(Point localization data)
-- Opening Marker --
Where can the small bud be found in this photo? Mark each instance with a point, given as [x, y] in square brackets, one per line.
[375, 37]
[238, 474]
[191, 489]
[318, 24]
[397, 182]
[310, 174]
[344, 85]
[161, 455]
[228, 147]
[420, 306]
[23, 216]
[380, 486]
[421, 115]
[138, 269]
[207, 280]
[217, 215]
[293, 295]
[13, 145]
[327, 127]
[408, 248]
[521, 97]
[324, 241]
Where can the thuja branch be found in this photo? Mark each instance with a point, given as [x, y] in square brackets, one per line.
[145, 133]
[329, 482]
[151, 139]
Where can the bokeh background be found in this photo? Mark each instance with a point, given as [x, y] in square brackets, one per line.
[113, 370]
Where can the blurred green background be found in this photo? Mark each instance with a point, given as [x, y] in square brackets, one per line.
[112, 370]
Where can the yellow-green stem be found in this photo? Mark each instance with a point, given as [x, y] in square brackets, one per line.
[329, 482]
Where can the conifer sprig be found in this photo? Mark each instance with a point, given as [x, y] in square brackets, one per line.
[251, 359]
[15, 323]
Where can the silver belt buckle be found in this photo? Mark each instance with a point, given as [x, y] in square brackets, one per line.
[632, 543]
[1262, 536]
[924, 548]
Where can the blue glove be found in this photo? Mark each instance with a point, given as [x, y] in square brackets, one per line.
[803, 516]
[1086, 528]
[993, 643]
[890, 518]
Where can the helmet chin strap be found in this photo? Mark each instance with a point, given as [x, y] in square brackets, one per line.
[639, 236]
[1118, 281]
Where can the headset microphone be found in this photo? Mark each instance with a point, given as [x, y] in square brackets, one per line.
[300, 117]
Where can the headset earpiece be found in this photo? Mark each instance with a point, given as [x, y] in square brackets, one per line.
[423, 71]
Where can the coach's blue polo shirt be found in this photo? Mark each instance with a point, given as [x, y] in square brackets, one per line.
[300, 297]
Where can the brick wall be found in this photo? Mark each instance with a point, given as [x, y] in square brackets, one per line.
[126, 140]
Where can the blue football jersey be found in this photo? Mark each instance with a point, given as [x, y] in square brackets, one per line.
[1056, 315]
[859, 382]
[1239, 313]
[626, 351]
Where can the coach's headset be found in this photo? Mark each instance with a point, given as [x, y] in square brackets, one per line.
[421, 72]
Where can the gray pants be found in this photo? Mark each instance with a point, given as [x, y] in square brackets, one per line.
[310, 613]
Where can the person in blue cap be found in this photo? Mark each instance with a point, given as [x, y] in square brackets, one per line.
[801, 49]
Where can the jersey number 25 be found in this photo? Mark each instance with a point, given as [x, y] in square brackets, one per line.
-- Closing Marker --
Exact copies of the line with "Where can the headset earpiece" and of every later line in the entries make up the whole answer.

Where can the headset earpiece be found in this photo? Mark each instance with a point, given as [x, y] in square brackets, one per line.
[423, 71]
Where can the coach's blue polo shirt be found in this photo? Mark each instance with a point, given as [x, y] in square brackets, one per line.
[300, 297]
Where can the brick wall be found in this photo? Mark each instance with a point, given as [x, y] in square brackets, one per line.
[126, 140]
Where can the blue football jersey be found in this photo? Mark each instance with a point, given as [x, y] in square brackets, one per line.
[1056, 315]
[859, 382]
[1239, 313]
[626, 351]
Where can the coach's headset be found in this photo? Mark each instance with a point, given as [x, y] in square brackets, one per line.
[421, 72]
Where can the gray pants be found in this photo? Mark each instance with a point, given as [x, y] in square brackets, one per line.
[310, 613]
Where can the person in blue cap be found in this photo? Mark each instance with a point, given as [x, y] in square brackets, one per line.
[801, 49]
Where can the jersey number 25 be found in this photo? Mark each instance with a point, given as [x, y] in square brackets, one per line.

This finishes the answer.